Per serving: 270 calories; 10 g fat (3 g saturated fat; 33 percent calories from fat); 3 g carbohydrates; 1 g sugar; 95mg cholesterol; 410 mg sodium; 35 g protein; 0 g fiber.
Slow-Roasted Herbed Leg of Lamb
1/4 cup minced garlic
3 tablespoons chopped fresh oregano (or 1 tablespoon dried)
3 tablespoons chopped fresh thyme (or 1 tablespoon dried)
2 tablespoons chopped fresh rosemary (or 2 teaspoons dried)
1 tablespoon plus 2 teaspoons kosher salt
2 teaspoons ground black pepper
1/3 cup extra-virgin olive oil
6- to 7-pound butterflied boneless leg of lamb, with an 1/8-inch-thick fat layer left on the outside and trimmed of excess pockets of internal fat on the inside
In a small bowl combine all the ingredients except the lamb. Rub the herb mixture evenly on both sides of the lamb and let the lamb rest, at room temperature, for 2 hours.
Heat the oven to 275 degrees.
Place the lamb, fat side down, on a cutting board. Starting at the short end, roll up the lamb tightly and tie it crosswise with kitchen twine in 1 inch intervals. Tie a string around the roast lengthwise, weaving it into some of the crosswise strings as you go. Place the lamb on a rack set in a large roasting pan, fat side up.
Roast on the oven’s middle shelf until the lamb reaches 125 degrees at the center for medium-rare meat, about 2 hours to 2 hours 15 minutes.
Remove the roast from the oven, transfer it to a platter, and let it rest, loosely covered with foil, for 20 to 30 minutes before carving. To carve, remove all the string, and, using a large carving or chef’s knife, slice the meat crosswise into 1/2-inch-thick slices. Transfer the slices to serving plates and top each portion with some of the juices that accumulated on the plate while the roast was resting.
Per serving: 520 calories; 26 g fat (8 g saturated fat; 44 percent calories from fat); 2 g carbohydrates; 0 g sugar; 205 mg cholesterol; 1,460 mg sodium; 65 g protein; 0 g fiber.
Pork with Shallots and Herbes De Provence
From Elizabeth Karmel
6- to 8-pound pork roast, fat left on the top
Fleur de sel (or other large, flaked salt)
12 to 15 large shallots, peeled and halved lengthwise
1 tablespoon herbes de Provence
1 teaspoon kosher salt
Two 12-ounce bottles beer
Prepare a grill for medium-high heat, indirect cooking. For charcoal, this means banking the hot coals to one side of the grill and cooking on the other side. For gas, turn off one or more burners to create a cooler side, then cook on that side.

> _Assignment_
Copy word for word the part of the recipe text that opens with "Place the lamb, fat" and closes with "hours 15 minutes.".

(Stored records)
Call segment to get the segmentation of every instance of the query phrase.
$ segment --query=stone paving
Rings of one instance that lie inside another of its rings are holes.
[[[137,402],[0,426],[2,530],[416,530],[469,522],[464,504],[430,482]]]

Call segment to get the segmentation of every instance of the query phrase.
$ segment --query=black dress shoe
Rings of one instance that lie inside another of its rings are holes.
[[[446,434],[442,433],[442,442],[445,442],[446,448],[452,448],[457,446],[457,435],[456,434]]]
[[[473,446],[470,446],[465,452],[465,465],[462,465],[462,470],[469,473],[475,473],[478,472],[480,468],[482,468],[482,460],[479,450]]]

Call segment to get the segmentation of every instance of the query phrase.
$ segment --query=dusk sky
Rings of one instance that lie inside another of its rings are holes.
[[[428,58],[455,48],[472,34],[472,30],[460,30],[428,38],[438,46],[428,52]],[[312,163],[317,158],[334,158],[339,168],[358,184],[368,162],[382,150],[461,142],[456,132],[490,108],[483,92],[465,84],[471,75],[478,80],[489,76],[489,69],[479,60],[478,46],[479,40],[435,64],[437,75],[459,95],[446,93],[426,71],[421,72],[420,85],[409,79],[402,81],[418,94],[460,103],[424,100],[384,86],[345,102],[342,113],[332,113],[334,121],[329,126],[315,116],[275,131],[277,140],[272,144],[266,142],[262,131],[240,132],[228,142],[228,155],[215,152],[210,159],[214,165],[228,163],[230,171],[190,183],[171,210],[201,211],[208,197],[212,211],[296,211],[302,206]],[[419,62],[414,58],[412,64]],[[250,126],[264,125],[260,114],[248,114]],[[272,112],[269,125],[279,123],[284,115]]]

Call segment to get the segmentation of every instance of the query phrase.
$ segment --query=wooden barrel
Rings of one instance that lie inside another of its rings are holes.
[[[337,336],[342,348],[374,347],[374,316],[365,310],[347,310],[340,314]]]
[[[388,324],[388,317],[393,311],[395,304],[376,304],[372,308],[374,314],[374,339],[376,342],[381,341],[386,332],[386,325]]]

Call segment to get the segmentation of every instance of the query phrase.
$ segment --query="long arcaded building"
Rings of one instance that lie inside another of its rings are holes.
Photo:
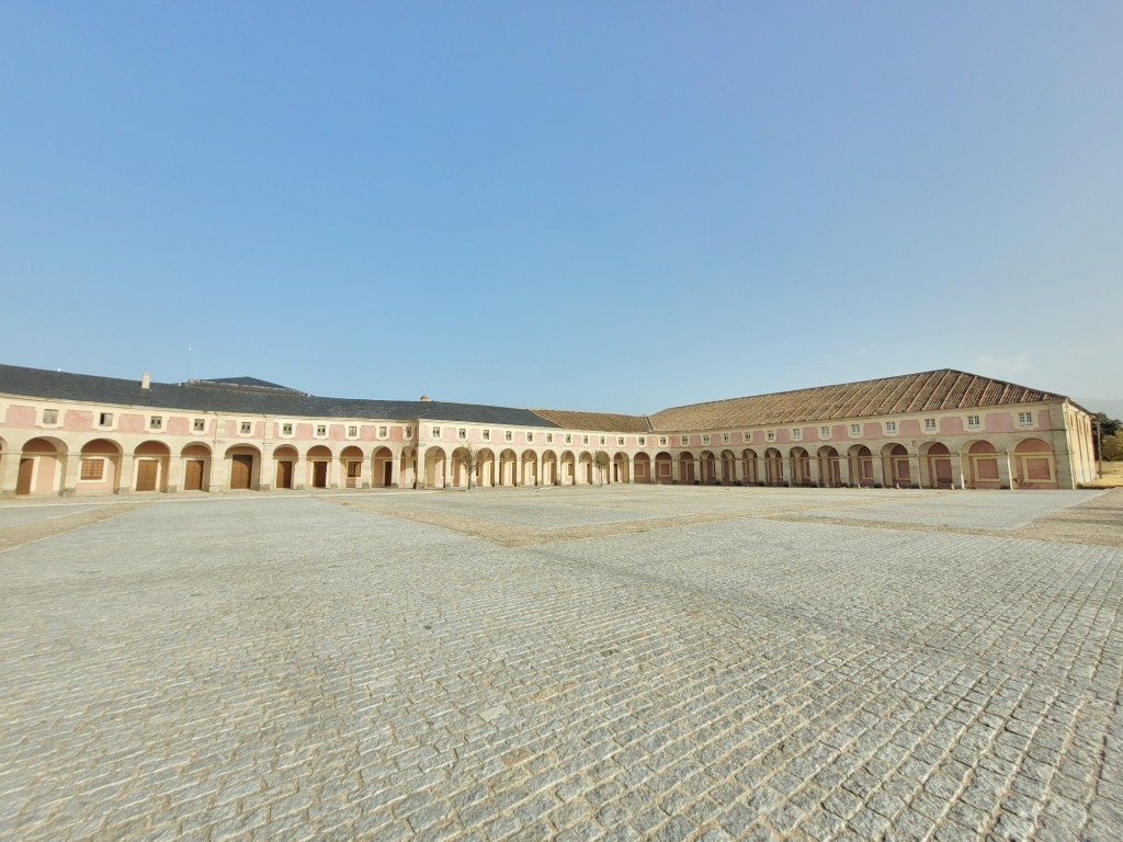
[[[1071,400],[951,369],[627,415],[0,365],[0,420],[4,497],[466,487],[469,469],[480,486],[1074,488],[1096,469]]]

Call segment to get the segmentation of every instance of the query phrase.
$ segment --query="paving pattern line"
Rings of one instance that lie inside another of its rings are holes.
[[[351,509],[362,509],[390,518],[424,523],[459,532],[472,538],[493,541],[501,547],[533,547],[542,543],[565,543],[587,538],[610,538],[613,536],[637,534],[675,527],[691,527],[704,523],[719,523],[732,520],[751,520],[764,518],[783,519],[792,512],[822,509],[841,509],[846,506],[865,505],[866,501],[833,501],[825,505],[820,502],[786,505],[777,509],[736,509],[718,512],[692,512],[687,514],[670,514],[658,518],[643,518],[631,521],[611,521],[608,523],[591,523],[578,527],[556,527],[540,529],[524,524],[506,523],[486,518],[472,518],[464,514],[435,512],[412,506],[381,503],[373,500],[332,500],[334,503]]]
[[[115,503],[100,506],[92,511],[76,512],[56,518],[48,518],[30,523],[20,523],[15,527],[0,529],[0,552],[22,547],[24,544],[42,541],[44,538],[61,536],[64,532],[72,532],[93,523],[99,523],[110,518],[128,514],[137,509],[144,509],[152,503]]]

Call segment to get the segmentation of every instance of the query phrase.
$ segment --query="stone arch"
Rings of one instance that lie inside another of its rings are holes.
[[[1011,448],[1012,478],[1019,488],[1059,488],[1057,457],[1044,439],[1022,439]]]

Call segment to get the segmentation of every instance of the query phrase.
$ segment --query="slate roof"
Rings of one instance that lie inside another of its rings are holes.
[[[316,397],[302,392],[258,386],[231,381],[152,382],[140,388],[140,381],[98,377],[89,374],[51,372],[40,368],[0,365],[0,393],[44,400],[83,401],[94,404],[152,406],[200,412],[229,412],[247,415],[310,418],[433,419],[509,427],[548,427],[557,424],[530,410],[511,406],[485,406],[442,401],[373,401],[348,397]],[[249,378],[254,379],[254,378]],[[265,384],[265,381],[257,381]]]
[[[647,415],[621,415],[614,412],[574,412],[570,410],[533,410],[558,427],[568,430],[603,430],[604,432],[651,432]]]
[[[650,419],[651,429],[657,431],[720,430],[1057,400],[1066,399],[1052,392],[941,368],[921,374],[674,406],[656,412]]]

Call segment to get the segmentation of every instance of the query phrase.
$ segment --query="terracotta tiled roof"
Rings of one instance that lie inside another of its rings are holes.
[[[567,430],[651,432],[651,424],[647,415],[620,415],[614,412],[576,412],[570,410],[531,410],[531,412]]]
[[[652,430],[720,430],[1056,400],[1065,397],[941,368],[900,377],[674,406],[656,412],[650,421]]]

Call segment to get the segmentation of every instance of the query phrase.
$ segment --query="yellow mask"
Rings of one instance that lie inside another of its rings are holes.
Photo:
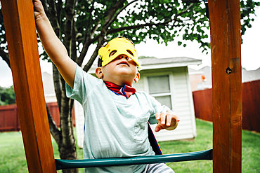
[[[110,57],[112,51],[116,52]],[[105,47],[100,48],[98,50],[98,56],[102,60],[102,66],[105,66],[120,55],[127,55],[136,62],[137,67],[139,67],[137,51],[133,43],[127,39],[122,37],[115,38],[109,41]]]

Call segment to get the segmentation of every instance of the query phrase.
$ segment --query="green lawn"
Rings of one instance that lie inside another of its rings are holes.
[[[160,142],[163,153],[197,151],[212,148],[212,124],[196,120],[197,137],[193,140]],[[260,172],[260,135],[242,132],[242,171],[245,173]],[[53,142],[56,158],[59,158],[58,146]],[[0,133],[0,172],[28,172],[20,132]],[[82,150],[77,148],[79,159]],[[212,161],[200,160],[168,163],[177,172],[212,172]],[[59,171],[58,172],[61,172]],[[84,172],[83,169],[79,172]]]

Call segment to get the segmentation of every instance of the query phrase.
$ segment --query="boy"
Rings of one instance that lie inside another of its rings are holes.
[[[98,78],[86,73],[67,55],[39,0],[33,0],[38,34],[48,56],[67,84],[66,94],[79,101],[85,115],[84,158],[155,155],[148,139],[148,122],[155,131],[172,130],[177,116],[144,92],[132,88],[140,74],[137,52],[125,38],[110,41],[99,51]],[[174,172],[165,164],[93,167],[85,172]]]

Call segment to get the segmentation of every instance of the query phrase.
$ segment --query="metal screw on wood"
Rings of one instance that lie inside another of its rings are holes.
[[[226,69],[226,72],[227,74],[230,74],[232,72],[232,69],[228,67]]]

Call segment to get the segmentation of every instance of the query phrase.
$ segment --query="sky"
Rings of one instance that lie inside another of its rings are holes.
[[[247,29],[245,34],[242,36],[243,43],[241,46],[241,64],[242,67],[247,70],[255,70],[260,67],[260,8],[256,9],[255,20],[252,23],[252,27]],[[156,41],[149,40],[146,43],[141,43],[136,45],[138,56],[152,56],[157,58],[188,57],[202,60],[202,64],[199,66],[191,66],[195,69],[199,69],[205,66],[211,67],[210,50],[207,55],[202,53],[200,44],[195,41],[188,41],[187,46],[178,46],[176,40],[168,43],[167,46],[164,44],[158,44]],[[94,50],[92,46],[89,48],[86,57],[91,56],[91,53]],[[41,50],[39,50],[41,51]],[[41,72],[52,74],[51,63],[46,61],[40,61]],[[0,57],[0,86],[10,87],[13,85],[12,73],[7,64]]]

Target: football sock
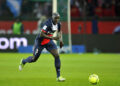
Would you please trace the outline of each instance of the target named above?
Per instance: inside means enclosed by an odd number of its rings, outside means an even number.
[[[28,63],[31,63],[31,62],[33,62],[33,61],[32,61],[32,58],[33,58],[33,56],[29,56],[28,58],[24,59],[24,60],[22,61],[22,63],[23,63],[23,64],[26,64],[27,62],[28,62]]]
[[[56,68],[56,72],[57,72],[57,77],[60,76],[60,58],[59,57],[56,57],[55,58],[55,68]]]

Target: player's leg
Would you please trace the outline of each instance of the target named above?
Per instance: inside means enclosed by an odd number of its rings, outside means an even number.
[[[61,77],[60,75],[60,67],[61,67],[61,61],[59,57],[59,53],[57,50],[57,46],[53,41],[51,41],[49,44],[46,45],[46,49],[53,55],[55,59],[55,68],[57,73],[57,81],[65,81],[65,78]]]
[[[36,43],[34,45],[34,49],[33,49],[33,56],[29,56],[26,59],[22,59],[20,62],[20,65],[19,65],[19,70],[21,71],[26,63],[36,62],[37,59],[39,58],[42,50],[43,50],[43,47],[39,46],[38,42],[36,41]]]

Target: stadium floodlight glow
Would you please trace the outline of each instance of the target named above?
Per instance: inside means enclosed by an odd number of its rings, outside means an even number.
[[[21,38],[11,37],[9,39],[5,38],[5,37],[0,38],[0,49],[1,50],[5,50],[5,49],[8,49],[8,48],[13,50],[13,49],[15,49],[15,46],[16,46],[16,48],[18,48],[21,45],[24,46],[24,47],[27,47],[28,41],[27,41],[26,38],[24,38],[24,37],[21,37]]]

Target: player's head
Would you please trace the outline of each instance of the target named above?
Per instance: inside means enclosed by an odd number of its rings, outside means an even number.
[[[60,19],[60,15],[59,13],[55,12],[52,14],[52,19],[53,19],[53,22],[56,24],[58,23],[59,19]]]

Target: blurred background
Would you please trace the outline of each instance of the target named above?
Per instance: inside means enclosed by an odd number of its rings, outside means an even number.
[[[57,10],[65,43],[61,53],[120,53],[120,0],[70,0],[70,6],[57,0]],[[0,0],[0,52],[32,53],[52,12],[52,0]]]

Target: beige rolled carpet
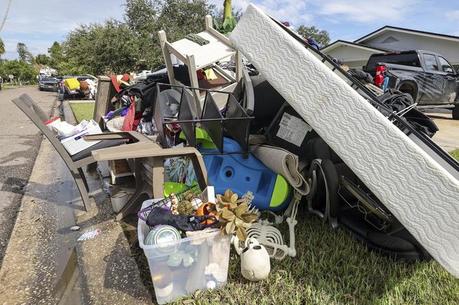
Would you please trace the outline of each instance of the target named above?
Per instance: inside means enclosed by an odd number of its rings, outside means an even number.
[[[250,152],[272,171],[283,177],[300,194],[309,193],[309,184],[298,171],[298,156],[268,145],[252,145]]]

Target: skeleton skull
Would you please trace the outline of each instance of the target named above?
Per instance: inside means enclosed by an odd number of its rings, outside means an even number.
[[[268,277],[270,270],[270,256],[265,247],[254,238],[247,239],[241,253],[242,275],[250,281],[260,281]]]

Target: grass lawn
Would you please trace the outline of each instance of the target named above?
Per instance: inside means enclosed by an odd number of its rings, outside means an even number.
[[[93,118],[94,114],[94,103],[77,103],[71,104],[75,117],[77,121],[79,123],[84,119],[90,119]]]
[[[451,153],[459,159],[459,149]],[[304,210],[297,219],[297,256],[272,259],[266,280],[245,280],[232,247],[226,286],[176,304],[459,304],[459,279],[435,261],[396,262],[368,250],[346,231],[333,230]],[[286,226],[281,231],[288,236]],[[144,283],[154,295],[143,250],[137,245],[133,253]]]

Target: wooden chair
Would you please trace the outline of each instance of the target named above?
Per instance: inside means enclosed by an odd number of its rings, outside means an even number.
[[[13,99],[12,102],[15,103],[15,104],[28,117],[35,126],[39,128],[61,156],[70,170],[75,182],[77,184],[78,190],[79,191],[82,199],[83,200],[84,208],[86,211],[91,210],[91,204],[88,194],[89,191],[88,183],[82,168],[83,166],[96,162],[91,152],[100,148],[124,144],[127,139],[129,139],[130,142],[151,142],[147,137],[137,132],[112,132],[109,134],[94,135],[95,136],[97,135],[99,137],[97,139],[93,138],[92,139],[102,141],[71,156],[56,137],[55,132],[50,130],[44,124],[44,122],[48,119],[48,116],[28,95],[21,95],[19,97]],[[85,140],[86,139],[85,138]]]
[[[98,135],[86,136],[98,139]],[[85,137],[85,139],[86,138]],[[116,220],[135,212],[144,199],[164,197],[164,159],[186,156],[193,162],[193,168],[201,190],[209,184],[207,173],[201,154],[194,148],[162,148],[153,141],[135,143],[124,146],[112,147],[93,151],[96,161],[133,159],[135,163],[135,190],[124,207],[116,216]]]

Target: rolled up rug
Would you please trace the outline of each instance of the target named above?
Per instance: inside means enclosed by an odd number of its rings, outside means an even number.
[[[298,156],[283,148],[268,145],[252,145],[250,149],[254,156],[283,177],[300,194],[309,193],[309,184],[298,171]]]

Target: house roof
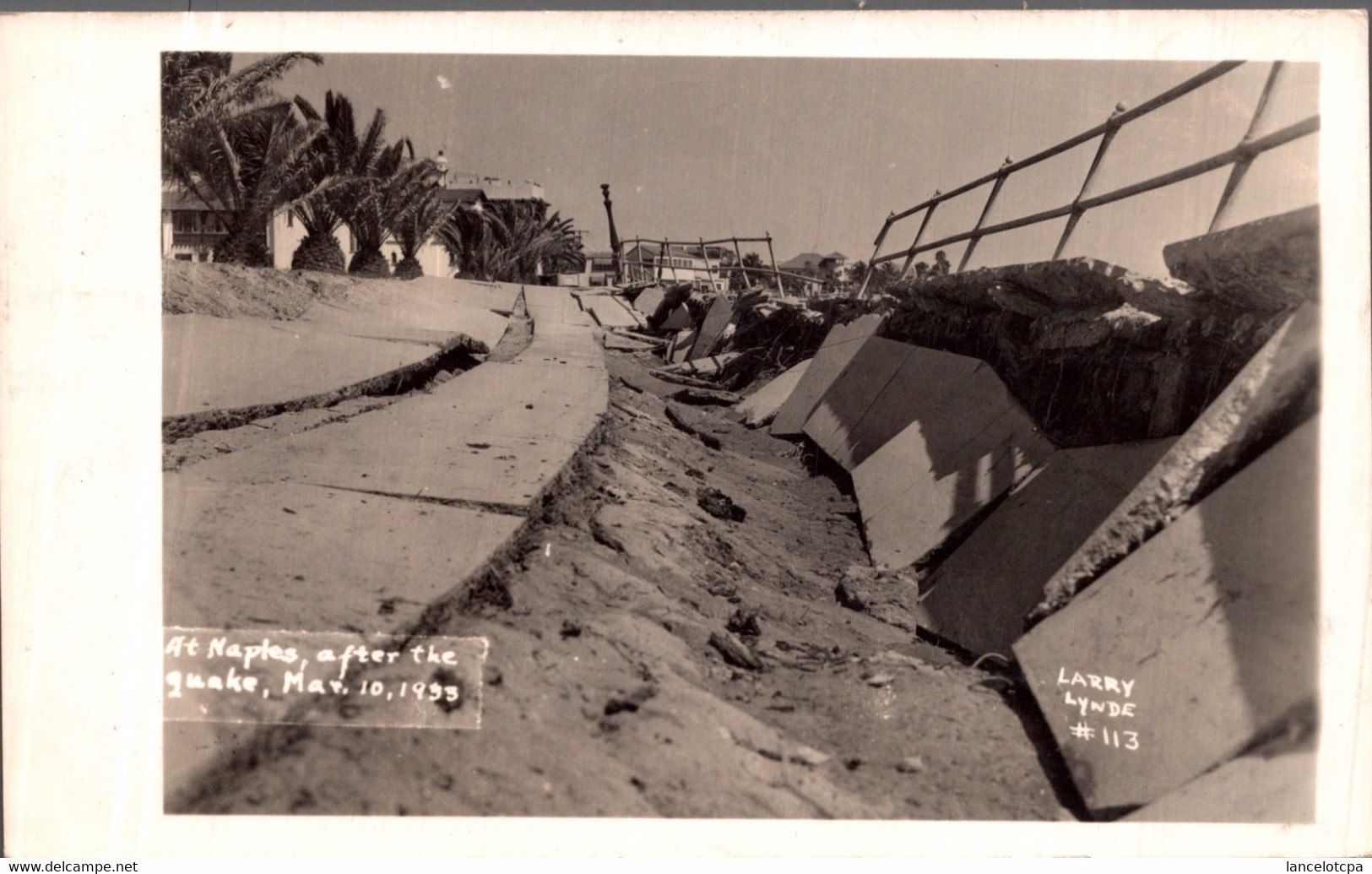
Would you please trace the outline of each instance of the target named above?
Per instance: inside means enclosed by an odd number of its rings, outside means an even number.
[[[480,188],[439,188],[438,199],[443,203],[477,203],[487,198]]]
[[[181,188],[163,188],[162,189],[162,209],[163,210],[200,210],[209,211],[210,207],[204,206],[204,200],[200,200],[189,191]]]
[[[797,268],[804,268],[807,261],[809,262],[809,266],[818,268],[826,261],[848,261],[848,255],[837,251],[829,252],[827,255],[820,255],[819,252],[800,252],[790,261],[783,261],[777,266],[786,270],[794,270]]]
[[[809,266],[818,268],[819,262],[823,259],[825,257],[820,255],[819,252],[800,252],[794,258],[783,261],[777,266],[783,269],[796,269],[796,268],[803,268],[805,266],[805,262],[809,262]]]

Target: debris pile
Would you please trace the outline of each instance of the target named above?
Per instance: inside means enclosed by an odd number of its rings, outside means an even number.
[[[1166,280],[1074,258],[823,311],[681,288],[638,291],[650,316],[583,306],[663,379],[785,370],[734,414],[847,471],[875,572],[910,580],[882,587],[893,615],[1015,654],[1093,815],[1308,820],[1317,240],[1312,207],[1168,246]],[[859,582],[836,597],[871,609]],[[1203,785],[1221,775],[1228,796]]]

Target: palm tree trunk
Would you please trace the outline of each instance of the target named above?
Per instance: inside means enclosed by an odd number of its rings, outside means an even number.
[[[388,277],[391,274],[391,265],[380,248],[373,248],[353,255],[353,263],[348,265],[347,272],[353,276]]]
[[[424,276],[424,266],[418,258],[401,258],[401,262],[395,265],[395,279],[418,279],[421,276]]]

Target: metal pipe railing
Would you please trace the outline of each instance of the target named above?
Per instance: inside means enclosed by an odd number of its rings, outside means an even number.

> _Exercise output_
Place the lamb, fat side down, on a cutting board. Starting at the short end, roll up the lamb tightly and tie it crosswise with kitchen twine in 1 inch intervals. Tie a string around the roast lengthwise, weaving it into some of the crosswise strings as you go. Place the lamb on a rack set in a large roasting pan, fat side up.
Roast on the oven’s middle shelf until the lamb reaches 125 degrees at the center for medium-rare meat, about 2 hours to 2 hours 15 minutes.